Stored items
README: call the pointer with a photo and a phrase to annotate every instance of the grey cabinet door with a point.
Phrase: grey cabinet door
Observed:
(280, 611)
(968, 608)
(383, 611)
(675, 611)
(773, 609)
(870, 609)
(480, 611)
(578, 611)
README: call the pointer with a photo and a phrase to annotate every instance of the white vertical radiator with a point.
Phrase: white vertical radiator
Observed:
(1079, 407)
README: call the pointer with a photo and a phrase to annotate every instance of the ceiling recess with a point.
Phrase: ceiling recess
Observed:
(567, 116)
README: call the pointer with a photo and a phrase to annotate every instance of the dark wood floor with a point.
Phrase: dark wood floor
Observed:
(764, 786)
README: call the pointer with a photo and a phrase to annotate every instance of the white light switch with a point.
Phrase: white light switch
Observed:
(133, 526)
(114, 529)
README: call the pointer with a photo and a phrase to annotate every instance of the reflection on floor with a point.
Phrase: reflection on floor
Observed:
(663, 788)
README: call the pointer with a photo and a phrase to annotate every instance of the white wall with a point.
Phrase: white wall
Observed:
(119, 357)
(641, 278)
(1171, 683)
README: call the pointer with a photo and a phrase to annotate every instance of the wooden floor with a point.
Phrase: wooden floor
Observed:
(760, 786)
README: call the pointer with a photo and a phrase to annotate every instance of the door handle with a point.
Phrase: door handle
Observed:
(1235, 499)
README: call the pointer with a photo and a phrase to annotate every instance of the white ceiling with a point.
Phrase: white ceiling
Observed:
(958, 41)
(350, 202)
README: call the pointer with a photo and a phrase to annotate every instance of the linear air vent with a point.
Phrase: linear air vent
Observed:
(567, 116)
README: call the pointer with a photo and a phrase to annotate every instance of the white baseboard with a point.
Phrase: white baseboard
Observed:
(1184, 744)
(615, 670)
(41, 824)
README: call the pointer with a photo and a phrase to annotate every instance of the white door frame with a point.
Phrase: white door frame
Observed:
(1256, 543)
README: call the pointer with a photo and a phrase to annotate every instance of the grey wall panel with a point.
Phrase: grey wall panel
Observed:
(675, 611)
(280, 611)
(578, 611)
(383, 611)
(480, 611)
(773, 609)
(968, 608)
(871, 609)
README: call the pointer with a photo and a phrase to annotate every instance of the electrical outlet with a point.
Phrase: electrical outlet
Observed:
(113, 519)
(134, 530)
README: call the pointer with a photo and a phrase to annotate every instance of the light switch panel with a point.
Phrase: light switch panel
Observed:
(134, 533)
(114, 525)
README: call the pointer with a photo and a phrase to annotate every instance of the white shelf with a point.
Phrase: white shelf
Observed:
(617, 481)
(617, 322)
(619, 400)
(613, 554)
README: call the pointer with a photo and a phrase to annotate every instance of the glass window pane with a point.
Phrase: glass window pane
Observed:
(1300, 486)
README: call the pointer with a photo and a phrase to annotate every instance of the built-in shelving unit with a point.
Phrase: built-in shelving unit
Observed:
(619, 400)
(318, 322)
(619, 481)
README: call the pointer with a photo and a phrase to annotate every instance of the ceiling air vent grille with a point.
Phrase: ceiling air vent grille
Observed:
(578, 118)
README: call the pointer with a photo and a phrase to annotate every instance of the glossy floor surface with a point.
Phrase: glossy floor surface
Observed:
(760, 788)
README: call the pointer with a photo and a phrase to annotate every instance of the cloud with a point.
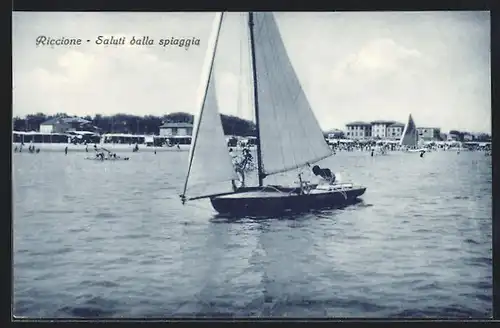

Your goal
The result should be all the records, retyped exactly, with no pictures among them.

Answer for the task
README: call the pointer with a photo and a phrase to annotate every instance of the grey cabinet door with a point.
Phrase: grey cabinet door
Observed:
(280, 611)
(968, 608)
(383, 611)
(675, 611)
(773, 609)
(870, 609)
(480, 611)
(578, 611)
README: call the pointer with a photo and a phrase to annotate every instance of the white vertical radiator with a point.
Phrase: white vertical radiator
Observed:
(1079, 407)
README: call the pointer with a photo and a phrase to annotate every instance of the ceiling recess with a point.
Phrase: ceiling recess
Observed:
(567, 116)
README: call the pointer with a photo and a phrase to annotate every instance of the dark wood floor with a point.
Phrase: dark wood floor
Observed:
(764, 786)
README: call the pointer with a photo and a phrase to annotate every instance of the white light switch with a point.
Phrase: white light switch
Observed:
(133, 526)
(114, 529)
README: call the pointer with a photo and a phrase to annotate every instance of the reflection on floor with a point.
Phrase: reflection on floor
Observed:
(663, 788)
README: call the pointer with a photo and a phrase to annotate every instance of the white wall with a point.
Phrase: white wall
Observed:
(119, 357)
(641, 278)
(1171, 683)
README: call the pointer with a photo and a phrase to annotate every instance of the wooden floor with a point.
Phrase: wooden floor
Observed:
(760, 786)
README: call the pointer with a photo and a phrase to annotate every instance of the door handle with a point.
Phrase: door handle
Observed:
(1235, 499)
README: call the pointer with a photo and a phrase to annotate every instance of the white ceiling with a point.
Phrase: white ceiling
Observed:
(958, 41)
(350, 202)
README: call the pointer with a photo and a phrase to annotate every instance of the linear air vent with a point.
Phrase: linear air vent
Observed:
(567, 116)
README: call the pointer with a photo and a phrase to annotate every instance of the white baseboard with a point.
Phrase: white baseboard
Observed:
(1184, 744)
(615, 670)
(41, 824)
README: call the pointer with a photo and a phrase to annotate every instance of the white door frame with a point.
Phrase: white door frame
Observed:
(1256, 543)
README: call the pointer with a photo and a phrase to annotate every instance of the grey wall panel with a point.
Phrase: grey wall panel
Observed:
(675, 611)
(280, 611)
(578, 611)
(383, 611)
(480, 611)
(773, 609)
(968, 608)
(871, 609)
README: call the pointer with a photo and a phrase to annotate every instance of the electrical outlet with a point.
Phrase: electrical outlet
Observed:
(113, 519)
(134, 530)
README: call the pointer with a photo and a phrase to annotate every instance of the light switch panel with a point.
Phrase: light switch panel
Observed:
(134, 533)
(114, 525)
README: call the pointer with a photo and a phrase to annotate every instance of the white shelf with a point.
Phrase: white shelf
Observed:
(617, 481)
(617, 322)
(619, 400)
(613, 554)
README: call the pointer with a photo and a phrase to annotate every instance of the glass window pane with a point.
Phrase: glass window pane
Observed:
(1300, 486)
README: call the pointer with a photo and a phrase to annotate every instance of the built-in shelving unit with a point.
Phrase: built-in shelving unit
Observed:
(619, 400)
(318, 322)
(619, 481)
README: call the pointer with a photo and a phrase to annotate every instance of the ceiling air vent grille with a point.
Phrase: ceiling air vent grille
Observed:
(578, 118)
README: call the pointer with a photo and a phrase to annotate every instance of the glossy floor surface with a point.
Phrase: glossy floor surface
Observed:
(760, 788)
README: call the pointer with a photo and a phrase to annotate every instance of the cloud with a point.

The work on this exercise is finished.